§ **AUFGABEN**
**a.** Auf welchen Betrag setzt der Textauszug den Streitwert für das Revisionsverfahren fest?
**b.** Gib aus dem Textauszug das Stück von „Die Parteien werden“ bis „Schadensersatz in Anspruch.“ wortgetreu wieder.
___ TEXTAUSZUG
Die Parteien werden darauf hingewiesen, dass der [X.] beabsichtigt, die Revision des [X.] gegen das Urteil des 19. Zivilsenats des [X.] vom 21. Juli 2022 durch Beschluss gemäß § 552a Satz 1 ZPO auf Kosten des [X.] zurückzuweisen.

Es besteht Gelegenheit zur Stellungnahme binnen drei Wochen ab Zustellung dieses Beschlusses.

Der Streitwert für das Revisionsverfahren wird auf bis 16.000 € festgesetzt.

Gründe

I.

1

Der Kläger nimmt die beklagte [X.] wegen der Verwendung von unzulässigen Abschalteinrichtungen im Zusammenhang mit der Abgasrückführung auf Schadensersatz in Anspruch.
______
___ VORLIEGENDE LISTE
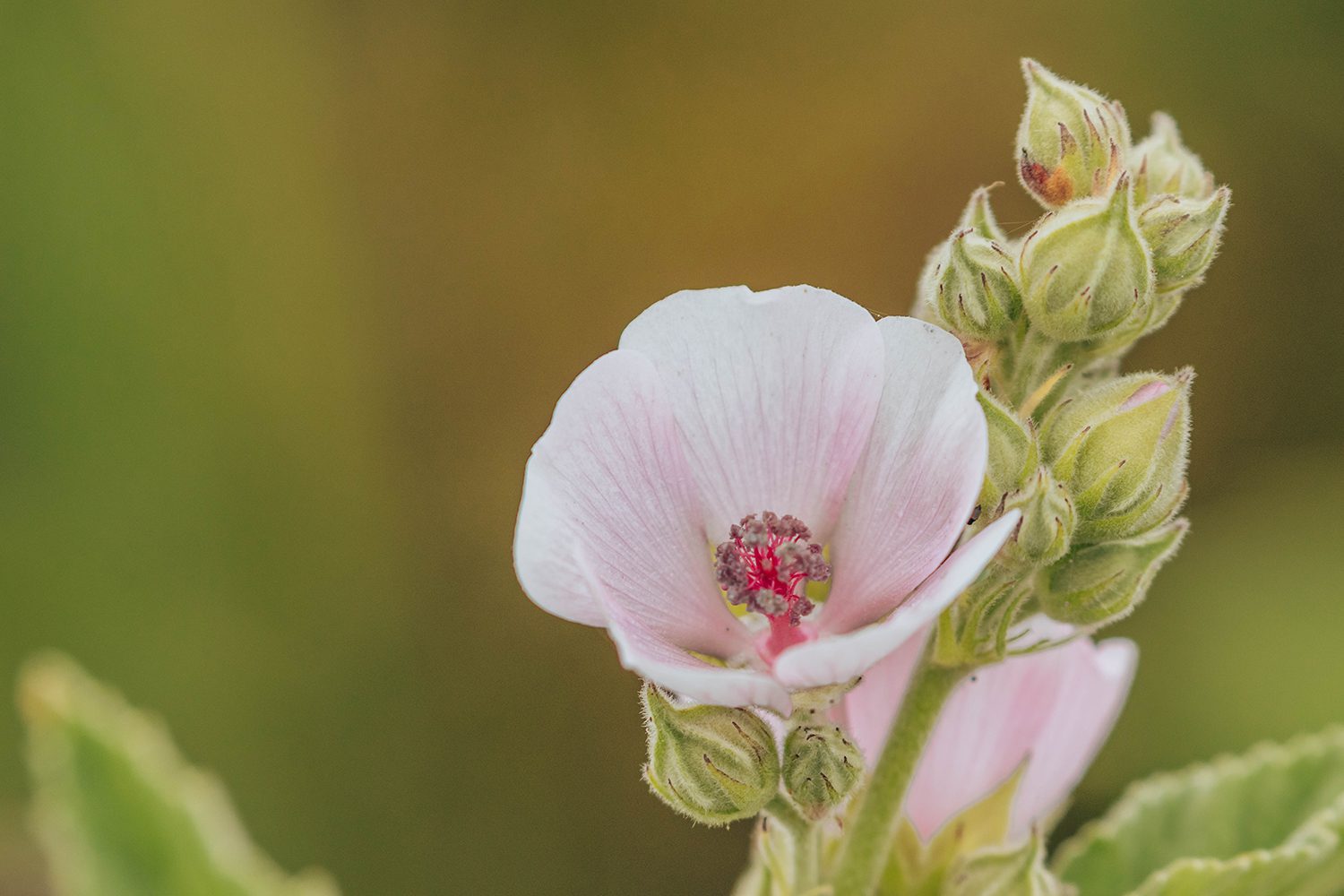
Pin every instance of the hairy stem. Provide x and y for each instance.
(868, 839)
(806, 842)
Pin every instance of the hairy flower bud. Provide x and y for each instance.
(1163, 164)
(712, 763)
(820, 767)
(1104, 582)
(1086, 271)
(969, 282)
(1013, 452)
(1121, 447)
(980, 218)
(1047, 520)
(1183, 236)
(1073, 142)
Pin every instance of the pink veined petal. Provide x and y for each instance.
(1050, 711)
(870, 708)
(545, 552)
(645, 651)
(774, 394)
(988, 728)
(607, 479)
(839, 657)
(917, 481)
(1093, 684)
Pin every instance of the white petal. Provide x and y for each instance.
(774, 394)
(610, 479)
(917, 482)
(645, 651)
(1094, 681)
(839, 657)
(986, 729)
(543, 552)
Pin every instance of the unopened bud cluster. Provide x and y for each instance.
(1093, 461)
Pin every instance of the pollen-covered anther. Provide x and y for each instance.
(766, 563)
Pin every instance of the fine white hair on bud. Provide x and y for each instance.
(1072, 142)
(1121, 449)
(715, 764)
(1163, 166)
(1183, 236)
(970, 285)
(1086, 269)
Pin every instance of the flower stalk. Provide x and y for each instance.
(876, 812)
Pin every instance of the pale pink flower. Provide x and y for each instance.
(1047, 712)
(769, 425)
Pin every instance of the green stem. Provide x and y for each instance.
(868, 839)
(806, 842)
______
§ **LÖSUNGEN**
**a.** Auf bis 16.000 €.

**b.**
Die Parteien werden darauf hingewiesen, dass der [X.] beabsichtigt, die Revision des [X.] gegen das Urteil des 19. Zivilsenats des [X.] vom 21. Juli 2022 durch Beschluss gemäß § 552a Satz 1 ZPO auf Kosten des [X.] zurückzuweisen.

Es besteht Gelegenheit zur Stellungnahme binnen drei Wochen ab Zustellung dieses Beschlusses.

Der Streitwert für das Revisionsverfahren wird auf bis 16.000 € festgesetzt.

Gründe

I.

1

Der Kläger nimmt die beklagte [X.] wegen der Verwendung von unzulässigen Abschalteinrichtungen im Zusammenhang mit der Abgasrückführung auf Schadensersatz in Anspruch.